**TASK GOAL:**
Transcribe, exactly as they appear, only the lines from the one holding "formation in the photo above." through the end of the entries below.

**INFORMATION GIVEN:**
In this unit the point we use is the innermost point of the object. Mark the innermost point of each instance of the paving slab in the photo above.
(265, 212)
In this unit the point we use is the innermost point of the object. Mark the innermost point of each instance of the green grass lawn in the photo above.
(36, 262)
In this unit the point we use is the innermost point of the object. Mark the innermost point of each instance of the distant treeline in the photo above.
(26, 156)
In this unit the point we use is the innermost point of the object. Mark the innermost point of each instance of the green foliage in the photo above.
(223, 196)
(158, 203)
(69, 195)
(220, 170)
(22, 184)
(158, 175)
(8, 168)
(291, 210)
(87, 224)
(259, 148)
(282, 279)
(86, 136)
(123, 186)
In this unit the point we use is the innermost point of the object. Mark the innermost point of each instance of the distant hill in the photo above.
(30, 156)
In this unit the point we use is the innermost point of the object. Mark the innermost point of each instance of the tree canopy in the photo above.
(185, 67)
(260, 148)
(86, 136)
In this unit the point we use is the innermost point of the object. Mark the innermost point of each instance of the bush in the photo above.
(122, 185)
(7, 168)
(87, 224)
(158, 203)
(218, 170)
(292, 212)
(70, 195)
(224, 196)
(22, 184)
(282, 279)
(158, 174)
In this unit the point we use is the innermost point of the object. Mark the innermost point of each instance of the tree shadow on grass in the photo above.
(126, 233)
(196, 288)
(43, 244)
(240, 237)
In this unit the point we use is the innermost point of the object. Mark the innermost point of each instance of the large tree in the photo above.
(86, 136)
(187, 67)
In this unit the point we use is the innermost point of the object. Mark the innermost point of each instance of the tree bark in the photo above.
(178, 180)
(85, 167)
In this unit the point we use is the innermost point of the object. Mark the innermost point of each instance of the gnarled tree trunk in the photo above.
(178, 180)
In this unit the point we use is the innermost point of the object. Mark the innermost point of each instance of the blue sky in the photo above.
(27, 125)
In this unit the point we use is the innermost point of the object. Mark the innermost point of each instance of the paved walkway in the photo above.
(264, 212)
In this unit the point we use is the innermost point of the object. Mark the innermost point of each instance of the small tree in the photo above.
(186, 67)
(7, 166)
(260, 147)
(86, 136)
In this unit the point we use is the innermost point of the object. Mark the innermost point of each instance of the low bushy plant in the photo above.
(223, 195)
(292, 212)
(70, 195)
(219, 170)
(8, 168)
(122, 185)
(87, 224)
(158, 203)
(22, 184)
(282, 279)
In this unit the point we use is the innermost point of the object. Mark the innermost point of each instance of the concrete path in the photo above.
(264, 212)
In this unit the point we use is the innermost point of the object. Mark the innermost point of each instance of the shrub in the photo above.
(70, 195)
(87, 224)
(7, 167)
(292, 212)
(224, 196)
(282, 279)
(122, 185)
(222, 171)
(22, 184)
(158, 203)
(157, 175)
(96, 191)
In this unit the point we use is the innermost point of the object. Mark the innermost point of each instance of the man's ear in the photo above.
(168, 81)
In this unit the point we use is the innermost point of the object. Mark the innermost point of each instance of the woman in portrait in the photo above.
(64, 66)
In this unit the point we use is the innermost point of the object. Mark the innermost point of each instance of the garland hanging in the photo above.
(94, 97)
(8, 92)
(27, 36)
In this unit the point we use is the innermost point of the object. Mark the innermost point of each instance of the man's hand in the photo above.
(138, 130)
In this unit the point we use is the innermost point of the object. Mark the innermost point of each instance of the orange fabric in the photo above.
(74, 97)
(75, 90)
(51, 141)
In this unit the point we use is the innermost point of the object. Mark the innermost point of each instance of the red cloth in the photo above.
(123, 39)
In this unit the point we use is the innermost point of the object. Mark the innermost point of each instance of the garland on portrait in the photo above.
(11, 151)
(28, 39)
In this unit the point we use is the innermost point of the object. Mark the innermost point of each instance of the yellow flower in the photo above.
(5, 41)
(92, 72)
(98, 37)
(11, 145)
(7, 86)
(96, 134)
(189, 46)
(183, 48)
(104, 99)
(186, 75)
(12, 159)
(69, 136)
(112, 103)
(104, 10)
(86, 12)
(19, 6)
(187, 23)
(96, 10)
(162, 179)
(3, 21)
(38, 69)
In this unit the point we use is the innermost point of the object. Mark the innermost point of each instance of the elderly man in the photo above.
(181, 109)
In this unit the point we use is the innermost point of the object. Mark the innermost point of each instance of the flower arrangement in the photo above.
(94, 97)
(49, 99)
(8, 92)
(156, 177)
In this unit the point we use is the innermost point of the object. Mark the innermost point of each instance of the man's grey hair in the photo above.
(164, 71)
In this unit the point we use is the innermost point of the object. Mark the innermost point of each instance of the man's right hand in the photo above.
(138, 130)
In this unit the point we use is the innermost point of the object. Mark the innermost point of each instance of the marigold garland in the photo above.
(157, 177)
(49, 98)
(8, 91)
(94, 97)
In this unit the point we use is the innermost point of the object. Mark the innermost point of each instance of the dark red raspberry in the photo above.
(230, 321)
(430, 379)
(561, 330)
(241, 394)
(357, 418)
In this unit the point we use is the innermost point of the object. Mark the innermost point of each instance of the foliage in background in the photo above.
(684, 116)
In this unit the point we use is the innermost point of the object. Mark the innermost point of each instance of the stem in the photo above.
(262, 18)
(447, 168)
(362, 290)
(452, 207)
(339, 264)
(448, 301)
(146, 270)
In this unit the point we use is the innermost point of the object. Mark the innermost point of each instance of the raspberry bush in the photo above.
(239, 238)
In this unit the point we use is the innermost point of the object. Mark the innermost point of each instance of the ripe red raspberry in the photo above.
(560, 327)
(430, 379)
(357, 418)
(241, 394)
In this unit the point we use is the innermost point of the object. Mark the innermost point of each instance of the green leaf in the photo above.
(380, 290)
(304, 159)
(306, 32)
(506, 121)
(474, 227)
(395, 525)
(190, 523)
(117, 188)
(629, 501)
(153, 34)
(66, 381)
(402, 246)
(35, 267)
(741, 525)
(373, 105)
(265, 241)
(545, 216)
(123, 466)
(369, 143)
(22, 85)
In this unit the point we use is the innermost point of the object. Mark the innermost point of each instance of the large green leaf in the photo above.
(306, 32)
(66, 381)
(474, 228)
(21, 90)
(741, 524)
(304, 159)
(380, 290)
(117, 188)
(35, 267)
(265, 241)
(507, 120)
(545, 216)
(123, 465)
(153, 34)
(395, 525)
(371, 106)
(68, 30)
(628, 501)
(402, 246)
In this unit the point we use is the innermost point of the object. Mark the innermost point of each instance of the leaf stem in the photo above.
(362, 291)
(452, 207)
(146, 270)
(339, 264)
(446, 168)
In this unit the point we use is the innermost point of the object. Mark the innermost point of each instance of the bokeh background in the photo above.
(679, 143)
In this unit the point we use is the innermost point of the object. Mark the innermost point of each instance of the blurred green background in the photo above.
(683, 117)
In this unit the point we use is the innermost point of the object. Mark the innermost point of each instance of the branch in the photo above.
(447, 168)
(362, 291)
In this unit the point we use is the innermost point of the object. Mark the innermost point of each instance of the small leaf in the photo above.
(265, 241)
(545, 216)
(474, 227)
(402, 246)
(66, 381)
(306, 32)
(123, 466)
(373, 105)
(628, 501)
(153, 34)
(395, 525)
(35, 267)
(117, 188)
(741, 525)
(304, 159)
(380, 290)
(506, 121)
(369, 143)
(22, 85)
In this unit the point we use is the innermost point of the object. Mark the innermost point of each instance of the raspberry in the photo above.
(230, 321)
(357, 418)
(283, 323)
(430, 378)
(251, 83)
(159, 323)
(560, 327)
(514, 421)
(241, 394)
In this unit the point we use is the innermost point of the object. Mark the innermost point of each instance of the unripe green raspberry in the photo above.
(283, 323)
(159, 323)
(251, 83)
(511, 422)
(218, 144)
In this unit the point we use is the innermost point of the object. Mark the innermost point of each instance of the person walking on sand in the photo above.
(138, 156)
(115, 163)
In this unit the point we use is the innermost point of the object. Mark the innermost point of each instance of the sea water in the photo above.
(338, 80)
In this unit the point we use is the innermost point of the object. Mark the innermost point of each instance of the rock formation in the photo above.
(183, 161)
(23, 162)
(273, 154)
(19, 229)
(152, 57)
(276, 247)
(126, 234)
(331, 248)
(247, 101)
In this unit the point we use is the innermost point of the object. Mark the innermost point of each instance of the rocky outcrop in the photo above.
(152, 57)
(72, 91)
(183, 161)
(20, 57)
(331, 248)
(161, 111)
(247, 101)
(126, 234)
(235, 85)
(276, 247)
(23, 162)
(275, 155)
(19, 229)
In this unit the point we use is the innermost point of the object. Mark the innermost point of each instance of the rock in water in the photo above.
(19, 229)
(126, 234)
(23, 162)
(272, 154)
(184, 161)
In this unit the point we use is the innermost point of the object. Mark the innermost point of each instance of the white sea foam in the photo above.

**SOLUTION FOR THIS PROBLEM:**
In this unit the point we use is the innermost point of the object. Mark the innermost point of each instance of the rock formation in the photo above.
(183, 161)
(23, 162)
(273, 154)
(19, 229)
(152, 57)
(276, 247)
(126, 234)
(331, 248)
(247, 101)
In this unit the point we use is the innermost point of the object. Mark the innermost point of each instance of the rocky outcrop in the photo above.
(152, 57)
(72, 91)
(183, 161)
(20, 57)
(331, 248)
(161, 111)
(247, 101)
(126, 234)
(235, 85)
(276, 247)
(23, 162)
(275, 155)
(19, 229)
In this unit the point we use is the innermost point of the object. Mark the innermost point of each instance of the rock in water in the photo above.
(19, 229)
(126, 234)
(23, 162)
(272, 154)
(184, 161)
In this unit the point we use is the innermost point of the object. Mark the innermost point of each instance of the white sea foam in the photo above.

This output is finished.